SHORT PROBLEM >>
Count the lines in the rows below that contain the string "truck", treating uppercase and lowercase as different. Reply with the number alone.

STORED RECORDS >>
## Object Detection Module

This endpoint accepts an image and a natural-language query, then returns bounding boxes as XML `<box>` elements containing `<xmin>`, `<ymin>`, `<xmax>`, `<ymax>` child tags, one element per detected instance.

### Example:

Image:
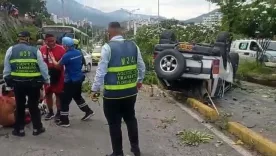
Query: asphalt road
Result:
<box><xmin>0</xmin><ymin>67</ymin><xmax>246</xmax><ymax>156</ymax></box>
<box><xmin>215</xmin><ymin>82</ymin><xmax>276</xmax><ymax>142</ymax></box>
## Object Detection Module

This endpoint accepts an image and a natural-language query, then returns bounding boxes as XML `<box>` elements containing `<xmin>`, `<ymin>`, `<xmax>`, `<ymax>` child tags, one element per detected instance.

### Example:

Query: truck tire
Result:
<box><xmin>154</xmin><ymin>49</ymin><xmax>186</xmax><ymax>80</ymax></box>
<box><xmin>229</xmin><ymin>53</ymin><xmax>240</xmax><ymax>78</ymax></box>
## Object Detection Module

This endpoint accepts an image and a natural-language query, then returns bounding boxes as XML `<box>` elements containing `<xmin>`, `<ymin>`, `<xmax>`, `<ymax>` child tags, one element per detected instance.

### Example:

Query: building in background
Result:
<box><xmin>202</xmin><ymin>12</ymin><xmax>222</xmax><ymax>26</ymax></box>
<box><xmin>50</xmin><ymin>13</ymin><xmax>58</xmax><ymax>23</ymax></box>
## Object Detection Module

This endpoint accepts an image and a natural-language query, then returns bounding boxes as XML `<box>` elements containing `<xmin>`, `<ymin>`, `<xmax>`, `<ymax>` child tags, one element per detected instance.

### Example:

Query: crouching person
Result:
<box><xmin>3</xmin><ymin>32</ymin><xmax>50</xmax><ymax>136</ymax></box>
<box><xmin>49</xmin><ymin>37</ymin><xmax>94</xmax><ymax>127</ymax></box>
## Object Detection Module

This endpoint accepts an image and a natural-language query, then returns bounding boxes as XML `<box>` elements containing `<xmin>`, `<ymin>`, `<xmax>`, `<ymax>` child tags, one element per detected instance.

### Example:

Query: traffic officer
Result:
<box><xmin>91</xmin><ymin>22</ymin><xmax>145</xmax><ymax>156</ymax></box>
<box><xmin>3</xmin><ymin>31</ymin><xmax>50</xmax><ymax>136</ymax></box>
<box><xmin>36</xmin><ymin>39</ymin><xmax>44</xmax><ymax>49</ymax></box>
<box><xmin>49</xmin><ymin>37</ymin><xmax>94</xmax><ymax>127</ymax></box>
<box><xmin>73</xmin><ymin>39</ymin><xmax>86</xmax><ymax>67</ymax></box>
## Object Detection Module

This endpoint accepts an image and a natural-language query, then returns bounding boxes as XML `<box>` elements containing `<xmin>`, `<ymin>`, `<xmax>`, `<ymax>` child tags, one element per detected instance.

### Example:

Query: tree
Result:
<box><xmin>160</xmin><ymin>19</ymin><xmax>179</xmax><ymax>29</ymax></box>
<box><xmin>7</xmin><ymin>0</ymin><xmax>50</xmax><ymax>17</ymax></box>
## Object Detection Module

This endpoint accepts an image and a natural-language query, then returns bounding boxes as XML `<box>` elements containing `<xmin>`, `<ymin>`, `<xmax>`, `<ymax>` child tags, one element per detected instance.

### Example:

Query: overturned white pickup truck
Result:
<box><xmin>154</xmin><ymin>32</ymin><xmax>239</xmax><ymax>97</ymax></box>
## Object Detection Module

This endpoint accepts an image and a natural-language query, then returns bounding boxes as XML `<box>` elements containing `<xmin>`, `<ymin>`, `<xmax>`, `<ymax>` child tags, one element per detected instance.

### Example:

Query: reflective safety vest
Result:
<box><xmin>10</xmin><ymin>43</ymin><xmax>41</xmax><ymax>80</ymax></box>
<box><xmin>104</xmin><ymin>40</ymin><xmax>138</xmax><ymax>99</ymax></box>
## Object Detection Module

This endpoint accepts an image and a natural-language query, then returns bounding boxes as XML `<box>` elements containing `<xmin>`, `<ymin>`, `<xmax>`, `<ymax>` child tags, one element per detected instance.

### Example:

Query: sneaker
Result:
<box><xmin>55</xmin><ymin>113</ymin><xmax>60</xmax><ymax>122</ymax></box>
<box><xmin>56</xmin><ymin>121</ymin><xmax>70</xmax><ymax>128</ymax></box>
<box><xmin>12</xmin><ymin>130</ymin><xmax>25</xmax><ymax>137</ymax></box>
<box><xmin>33</xmin><ymin>127</ymin><xmax>46</xmax><ymax>136</ymax></box>
<box><xmin>81</xmin><ymin>110</ymin><xmax>95</xmax><ymax>121</ymax></box>
<box><xmin>130</xmin><ymin>148</ymin><xmax>141</xmax><ymax>156</ymax></box>
<box><xmin>45</xmin><ymin>113</ymin><xmax>55</xmax><ymax>121</ymax></box>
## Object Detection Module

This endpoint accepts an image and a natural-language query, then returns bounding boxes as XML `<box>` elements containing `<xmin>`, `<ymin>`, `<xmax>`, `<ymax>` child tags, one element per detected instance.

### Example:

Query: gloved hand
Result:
<box><xmin>137</xmin><ymin>82</ymin><xmax>143</xmax><ymax>89</ymax></box>
<box><xmin>90</xmin><ymin>91</ymin><xmax>101</xmax><ymax>102</ymax></box>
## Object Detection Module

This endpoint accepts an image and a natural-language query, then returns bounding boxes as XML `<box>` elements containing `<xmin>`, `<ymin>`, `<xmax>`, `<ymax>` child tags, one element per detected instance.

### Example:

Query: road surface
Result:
<box><xmin>215</xmin><ymin>82</ymin><xmax>276</xmax><ymax>142</ymax></box>
<box><xmin>0</xmin><ymin>67</ymin><xmax>249</xmax><ymax>156</ymax></box>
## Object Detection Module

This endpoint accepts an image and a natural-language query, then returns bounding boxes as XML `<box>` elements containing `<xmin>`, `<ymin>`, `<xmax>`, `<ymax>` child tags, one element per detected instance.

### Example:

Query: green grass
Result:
<box><xmin>237</xmin><ymin>60</ymin><xmax>276</xmax><ymax>80</ymax></box>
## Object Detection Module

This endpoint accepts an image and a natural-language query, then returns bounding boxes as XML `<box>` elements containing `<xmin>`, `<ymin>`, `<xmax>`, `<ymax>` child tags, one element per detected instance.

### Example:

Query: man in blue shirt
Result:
<box><xmin>49</xmin><ymin>37</ymin><xmax>94</xmax><ymax>127</ymax></box>
<box><xmin>91</xmin><ymin>22</ymin><xmax>145</xmax><ymax>156</ymax></box>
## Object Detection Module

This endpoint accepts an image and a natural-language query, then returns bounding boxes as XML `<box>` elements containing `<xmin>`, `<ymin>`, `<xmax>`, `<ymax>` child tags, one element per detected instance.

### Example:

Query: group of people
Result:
<box><xmin>0</xmin><ymin>2</ymin><xmax>19</xmax><ymax>18</ymax></box>
<box><xmin>3</xmin><ymin>22</ymin><xmax>145</xmax><ymax>156</ymax></box>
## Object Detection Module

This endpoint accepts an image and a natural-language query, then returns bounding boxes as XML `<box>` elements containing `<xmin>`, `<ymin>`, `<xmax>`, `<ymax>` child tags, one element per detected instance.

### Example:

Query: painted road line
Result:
<box><xmin>228</xmin><ymin>122</ymin><xmax>276</xmax><ymax>156</ymax></box>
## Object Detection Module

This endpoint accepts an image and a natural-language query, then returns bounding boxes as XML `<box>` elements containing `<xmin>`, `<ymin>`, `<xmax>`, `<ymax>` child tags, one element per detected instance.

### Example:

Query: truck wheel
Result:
<box><xmin>154</xmin><ymin>49</ymin><xmax>186</xmax><ymax>80</ymax></box>
<box><xmin>229</xmin><ymin>53</ymin><xmax>240</xmax><ymax>78</ymax></box>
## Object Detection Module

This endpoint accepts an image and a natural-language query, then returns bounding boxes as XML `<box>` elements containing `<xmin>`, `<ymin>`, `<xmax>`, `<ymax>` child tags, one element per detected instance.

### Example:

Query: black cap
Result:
<box><xmin>17</xmin><ymin>31</ymin><xmax>31</xmax><ymax>37</ymax></box>
<box><xmin>108</xmin><ymin>22</ymin><xmax>121</xmax><ymax>29</ymax></box>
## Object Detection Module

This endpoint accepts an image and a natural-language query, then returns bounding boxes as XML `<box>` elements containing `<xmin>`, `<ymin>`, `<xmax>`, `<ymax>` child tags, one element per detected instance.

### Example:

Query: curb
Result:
<box><xmin>228</xmin><ymin>122</ymin><xmax>276</xmax><ymax>156</ymax></box>
<box><xmin>187</xmin><ymin>98</ymin><xmax>276</xmax><ymax>156</ymax></box>
<box><xmin>152</xmin><ymin>86</ymin><xmax>276</xmax><ymax>156</ymax></box>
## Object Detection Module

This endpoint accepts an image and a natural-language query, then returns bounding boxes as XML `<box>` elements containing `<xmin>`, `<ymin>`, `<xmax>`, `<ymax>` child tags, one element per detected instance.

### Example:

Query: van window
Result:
<box><xmin>249</xmin><ymin>41</ymin><xmax>260</xmax><ymax>51</ymax></box>
<box><xmin>239</xmin><ymin>42</ymin><xmax>248</xmax><ymax>50</ymax></box>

THE RESULT >>
3